Contour labeling entries
————————

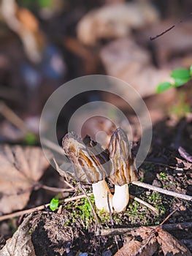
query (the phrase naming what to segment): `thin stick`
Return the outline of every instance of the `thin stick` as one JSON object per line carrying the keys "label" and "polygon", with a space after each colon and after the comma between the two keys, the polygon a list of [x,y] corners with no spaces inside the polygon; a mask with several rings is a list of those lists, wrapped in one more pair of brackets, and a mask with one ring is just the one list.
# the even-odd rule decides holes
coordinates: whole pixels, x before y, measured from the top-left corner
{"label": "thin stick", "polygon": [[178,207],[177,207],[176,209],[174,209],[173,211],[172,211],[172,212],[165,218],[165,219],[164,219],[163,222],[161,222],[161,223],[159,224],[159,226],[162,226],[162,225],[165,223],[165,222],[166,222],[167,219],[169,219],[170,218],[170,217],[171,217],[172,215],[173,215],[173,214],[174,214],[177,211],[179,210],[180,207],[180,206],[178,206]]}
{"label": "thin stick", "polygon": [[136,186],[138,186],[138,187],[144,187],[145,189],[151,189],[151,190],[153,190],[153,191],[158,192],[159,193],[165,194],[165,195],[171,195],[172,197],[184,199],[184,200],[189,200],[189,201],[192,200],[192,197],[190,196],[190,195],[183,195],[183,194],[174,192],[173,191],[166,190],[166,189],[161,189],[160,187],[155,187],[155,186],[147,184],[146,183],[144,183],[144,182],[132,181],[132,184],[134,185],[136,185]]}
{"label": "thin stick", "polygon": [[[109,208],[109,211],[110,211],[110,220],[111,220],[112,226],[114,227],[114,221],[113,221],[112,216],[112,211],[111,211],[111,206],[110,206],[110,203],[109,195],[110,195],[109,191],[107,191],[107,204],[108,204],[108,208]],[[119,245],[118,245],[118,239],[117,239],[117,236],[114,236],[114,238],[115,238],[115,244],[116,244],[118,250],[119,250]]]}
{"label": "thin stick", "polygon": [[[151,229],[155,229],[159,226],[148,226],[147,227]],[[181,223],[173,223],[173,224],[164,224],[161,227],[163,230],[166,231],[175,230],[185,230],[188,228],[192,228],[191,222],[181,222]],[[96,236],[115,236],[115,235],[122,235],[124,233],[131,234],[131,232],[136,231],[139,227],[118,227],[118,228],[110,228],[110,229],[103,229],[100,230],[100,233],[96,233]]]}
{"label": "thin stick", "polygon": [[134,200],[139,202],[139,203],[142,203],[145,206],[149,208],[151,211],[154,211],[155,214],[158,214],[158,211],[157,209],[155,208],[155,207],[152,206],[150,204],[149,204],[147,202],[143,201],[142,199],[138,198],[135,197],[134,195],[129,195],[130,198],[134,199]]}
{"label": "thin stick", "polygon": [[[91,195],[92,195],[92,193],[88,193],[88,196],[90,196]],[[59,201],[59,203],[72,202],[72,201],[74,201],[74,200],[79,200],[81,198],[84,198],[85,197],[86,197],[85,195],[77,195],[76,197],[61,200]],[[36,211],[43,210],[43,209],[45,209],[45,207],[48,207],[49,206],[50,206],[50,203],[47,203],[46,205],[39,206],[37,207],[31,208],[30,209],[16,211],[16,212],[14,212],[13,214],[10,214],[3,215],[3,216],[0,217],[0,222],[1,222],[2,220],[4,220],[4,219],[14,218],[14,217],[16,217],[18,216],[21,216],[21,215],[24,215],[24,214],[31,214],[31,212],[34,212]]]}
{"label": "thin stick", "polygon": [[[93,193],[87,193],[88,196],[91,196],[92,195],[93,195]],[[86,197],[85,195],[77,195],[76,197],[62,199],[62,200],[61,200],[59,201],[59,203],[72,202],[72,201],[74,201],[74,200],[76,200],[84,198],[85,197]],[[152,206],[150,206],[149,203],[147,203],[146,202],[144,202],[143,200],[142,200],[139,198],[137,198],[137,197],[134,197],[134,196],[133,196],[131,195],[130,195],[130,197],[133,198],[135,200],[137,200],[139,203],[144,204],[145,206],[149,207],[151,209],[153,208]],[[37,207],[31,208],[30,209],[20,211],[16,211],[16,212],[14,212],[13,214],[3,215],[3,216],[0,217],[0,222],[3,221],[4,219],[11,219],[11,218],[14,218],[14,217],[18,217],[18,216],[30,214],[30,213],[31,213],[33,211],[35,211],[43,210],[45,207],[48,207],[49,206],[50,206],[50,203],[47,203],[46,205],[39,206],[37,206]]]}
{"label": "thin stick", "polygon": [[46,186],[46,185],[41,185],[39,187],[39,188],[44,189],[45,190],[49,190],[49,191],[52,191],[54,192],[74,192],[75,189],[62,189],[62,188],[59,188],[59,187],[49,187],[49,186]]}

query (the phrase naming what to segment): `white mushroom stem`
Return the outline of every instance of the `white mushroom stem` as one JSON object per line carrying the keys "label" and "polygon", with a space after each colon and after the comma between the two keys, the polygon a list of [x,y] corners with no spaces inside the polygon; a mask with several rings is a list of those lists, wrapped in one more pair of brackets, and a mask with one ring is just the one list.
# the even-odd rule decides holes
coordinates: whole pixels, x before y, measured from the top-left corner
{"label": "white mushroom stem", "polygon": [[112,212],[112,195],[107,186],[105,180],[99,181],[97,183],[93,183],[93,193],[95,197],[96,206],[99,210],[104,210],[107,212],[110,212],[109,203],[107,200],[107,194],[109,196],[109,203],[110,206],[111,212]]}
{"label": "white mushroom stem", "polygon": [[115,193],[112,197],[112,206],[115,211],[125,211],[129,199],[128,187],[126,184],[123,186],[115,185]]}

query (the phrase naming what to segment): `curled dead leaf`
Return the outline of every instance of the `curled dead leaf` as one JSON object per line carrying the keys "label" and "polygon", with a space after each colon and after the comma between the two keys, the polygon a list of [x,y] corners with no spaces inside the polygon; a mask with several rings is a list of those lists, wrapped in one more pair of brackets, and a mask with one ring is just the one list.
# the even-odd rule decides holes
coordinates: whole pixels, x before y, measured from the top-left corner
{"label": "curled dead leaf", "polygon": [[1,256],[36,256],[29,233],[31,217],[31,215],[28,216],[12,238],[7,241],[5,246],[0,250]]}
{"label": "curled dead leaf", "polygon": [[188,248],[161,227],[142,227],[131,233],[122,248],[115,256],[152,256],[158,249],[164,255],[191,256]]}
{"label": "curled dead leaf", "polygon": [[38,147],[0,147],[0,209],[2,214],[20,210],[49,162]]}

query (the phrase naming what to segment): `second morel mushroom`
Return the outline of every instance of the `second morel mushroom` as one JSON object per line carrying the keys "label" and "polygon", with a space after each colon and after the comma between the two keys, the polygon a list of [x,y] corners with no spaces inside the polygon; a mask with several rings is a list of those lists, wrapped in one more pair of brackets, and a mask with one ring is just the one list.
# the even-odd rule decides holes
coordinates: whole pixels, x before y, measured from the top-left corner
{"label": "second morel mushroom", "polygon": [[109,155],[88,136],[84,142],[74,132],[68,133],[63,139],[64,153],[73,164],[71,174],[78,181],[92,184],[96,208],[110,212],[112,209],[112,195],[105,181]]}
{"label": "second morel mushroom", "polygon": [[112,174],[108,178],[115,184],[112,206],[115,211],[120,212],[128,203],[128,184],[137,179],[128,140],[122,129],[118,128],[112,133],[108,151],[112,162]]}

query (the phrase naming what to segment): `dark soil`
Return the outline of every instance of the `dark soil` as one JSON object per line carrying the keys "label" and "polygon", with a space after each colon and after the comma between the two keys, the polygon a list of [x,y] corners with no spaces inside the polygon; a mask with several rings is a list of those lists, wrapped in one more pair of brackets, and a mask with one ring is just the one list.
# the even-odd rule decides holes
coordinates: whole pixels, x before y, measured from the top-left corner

————————

DIRECTIONS:
Determine how many lines of the listing above contain the string "leaf", treating case as significant. Give only the number.

COMPLETED EXERCISE:
5